GOAL OF THE EXERCISE: Copy out the rows word for word, starting at the first row and ending at the line that contains "MULTIPOLYGON (((940 738, 923", with both ends included. Leave the pictures out of your copy.

DATA EXTRACT:

* * *

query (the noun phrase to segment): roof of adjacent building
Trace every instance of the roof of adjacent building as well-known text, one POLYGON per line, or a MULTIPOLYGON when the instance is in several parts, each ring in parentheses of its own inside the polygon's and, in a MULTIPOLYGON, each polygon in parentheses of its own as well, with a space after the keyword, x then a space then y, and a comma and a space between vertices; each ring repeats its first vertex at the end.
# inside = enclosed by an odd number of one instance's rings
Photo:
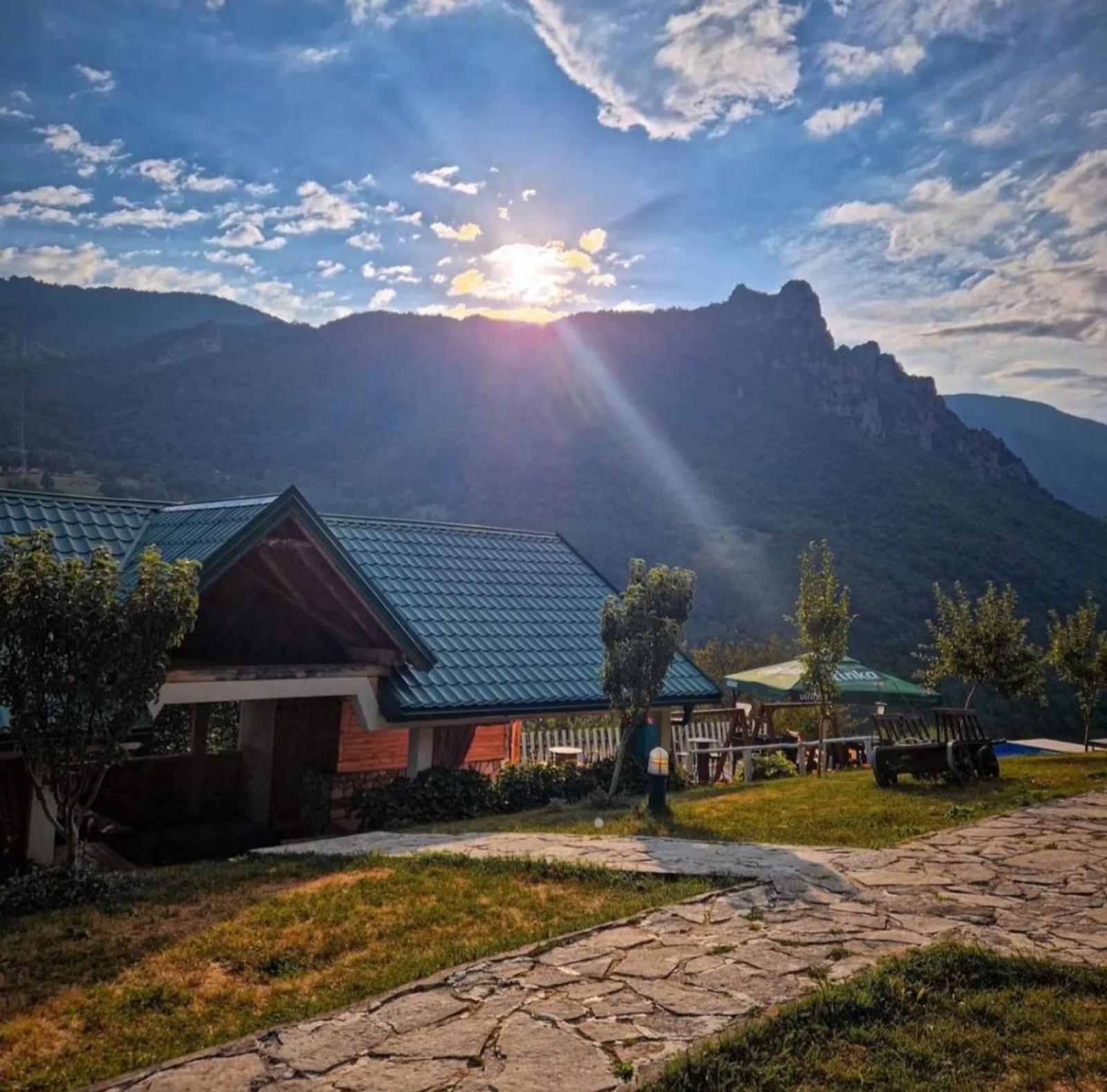
MULTIPOLYGON (((611 585, 558 534, 456 523, 318 514, 294 489, 204 505, 0 491, 0 535, 54 532, 59 553, 97 545, 124 565, 147 545, 167 560, 218 566, 248 549, 251 528, 292 502, 318 521, 363 581, 384 623, 417 654, 385 680, 394 720, 601 709, 599 612, 611 585)), ((201 571, 203 572, 203 571, 201 571)), ((213 569, 215 575, 215 569, 213 569)), ((661 704, 715 700, 713 683, 677 656, 661 704)))

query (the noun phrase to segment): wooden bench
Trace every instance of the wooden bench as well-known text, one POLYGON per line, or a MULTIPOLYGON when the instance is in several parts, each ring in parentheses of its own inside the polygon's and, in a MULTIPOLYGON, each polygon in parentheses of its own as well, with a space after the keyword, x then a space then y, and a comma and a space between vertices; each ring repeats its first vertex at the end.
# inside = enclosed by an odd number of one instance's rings
POLYGON ((1006 740, 989 739, 975 709, 935 709, 934 734, 940 740, 956 739, 965 743, 977 777, 991 780, 1000 776, 1000 760, 993 745, 1004 743, 1006 740))
MULTIPOLYGON (((940 738, 923 717, 907 714, 873 714, 872 776, 882 789, 897 783, 901 773, 938 778, 949 773, 958 784, 976 776, 968 742, 948 735, 940 738)), ((994 758, 994 755, 993 755, 994 758)))

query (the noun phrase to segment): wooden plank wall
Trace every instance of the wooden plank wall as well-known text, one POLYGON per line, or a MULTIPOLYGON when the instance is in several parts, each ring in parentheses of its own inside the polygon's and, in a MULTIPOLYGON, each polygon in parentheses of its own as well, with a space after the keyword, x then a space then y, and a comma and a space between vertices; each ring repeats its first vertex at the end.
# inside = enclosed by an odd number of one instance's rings
MULTIPOLYGON (((507 725, 480 725, 465 752, 465 765, 504 762, 508 750, 507 725)), ((407 729, 365 731, 349 701, 342 705, 339 727, 339 773, 403 772, 407 769, 407 729)))

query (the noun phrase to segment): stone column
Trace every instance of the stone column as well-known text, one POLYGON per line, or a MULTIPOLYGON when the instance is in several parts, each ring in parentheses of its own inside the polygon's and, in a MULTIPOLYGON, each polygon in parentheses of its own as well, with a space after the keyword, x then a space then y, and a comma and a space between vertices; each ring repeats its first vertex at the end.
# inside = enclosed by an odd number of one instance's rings
POLYGON ((434 729, 413 725, 407 729, 407 777, 430 770, 434 761, 434 729))
MULTIPOLYGON (((46 800, 53 804, 53 798, 45 793, 46 800)), ((54 863, 54 834, 56 828, 39 803, 38 793, 31 789, 31 811, 27 820, 27 859, 35 864, 54 863)))
POLYGON ((238 749, 242 752, 242 812, 267 828, 276 741, 277 703, 242 701, 238 715, 238 749))
POLYGON ((650 720, 658 726, 659 746, 669 751, 671 759, 673 753, 673 710, 668 705, 663 708, 651 709, 650 720))

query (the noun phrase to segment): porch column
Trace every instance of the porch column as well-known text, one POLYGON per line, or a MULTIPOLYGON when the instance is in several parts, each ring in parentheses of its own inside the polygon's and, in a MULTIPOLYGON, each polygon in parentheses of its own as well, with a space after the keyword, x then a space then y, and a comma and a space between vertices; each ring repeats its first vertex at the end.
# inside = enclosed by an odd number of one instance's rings
MULTIPOLYGON (((49 797, 50 802, 53 799, 49 797)), ((31 811, 27 818, 27 859, 35 864, 54 863, 54 824, 39 803, 39 797, 31 790, 31 811)))
POLYGON ((407 729, 407 777, 430 770, 434 762, 434 729, 413 725, 407 729))
POLYGON ((238 749, 242 752, 244 812, 269 825, 273 786, 273 748, 277 740, 277 703, 242 701, 238 715, 238 749))
POLYGON ((670 755, 673 752, 673 710, 664 708, 651 709, 650 719, 658 726, 659 746, 664 747, 670 755))
POLYGON ((194 755, 204 755, 207 752, 207 734, 210 721, 211 706, 207 704, 193 706, 192 751, 194 755))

* * *

FULL SOLUTION:
query (the noun phrase to segment): roof of adjacent building
Trace every instance of the roof of adjacent building as well-known text, one POLYGON per line, or a MULTIPOLYGON when the instance is in several parts, each ring in parentheses of its own inside the polygon's and, in a MULTIPOLYGON, each polygon in parentheses of its own as well, with a space after the keyword, x then a space then y, and a comma and a space between vertices; each ring repeats its first vertex at the end.
# inside = enclosed by an odd number of one instance's rings
Photo:
MULTIPOLYGON (((611 585, 558 534, 456 523, 318 514, 294 489, 204 505, 0 491, 0 535, 54 532, 59 553, 97 545, 124 565, 147 545, 167 560, 218 566, 248 549, 251 528, 292 502, 318 521, 363 581, 384 623, 417 654, 385 680, 394 720, 601 709, 599 612, 611 585)), ((201 571, 203 572, 203 571, 201 571)), ((213 569, 215 575, 215 569, 213 569)), ((661 704, 715 700, 713 683, 677 656, 661 704)))

query (the noun phrase to segment): wooden bench
Trace every instance of the wooden bench as well-known text, one POLYGON per line, or a MULTIPOLYGON when the instance is in several parts, each ring in parentheses of its own inside the polygon's and, in a MULTIPOLYGON, each polygon in parentheses of its own as well, with a space after the keyword, x then a space then y, and a comma and a space between vertices; each ring repeats its first vertex at the end.
# inside = enclosed by an odd number of one instance's rings
POLYGON ((1006 740, 989 739, 975 709, 935 709, 934 734, 940 740, 956 739, 965 743, 977 777, 991 780, 1000 776, 1000 760, 993 745, 1004 743, 1006 740))
MULTIPOLYGON (((940 738, 923 717, 907 714, 873 714, 872 776, 882 789, 897 783, 901 773, 938 778, 949 773, 958 784, 976 776, 968 742, 948 735, 940 738)), ((994 758, 994 755, 993 755, 994 758)))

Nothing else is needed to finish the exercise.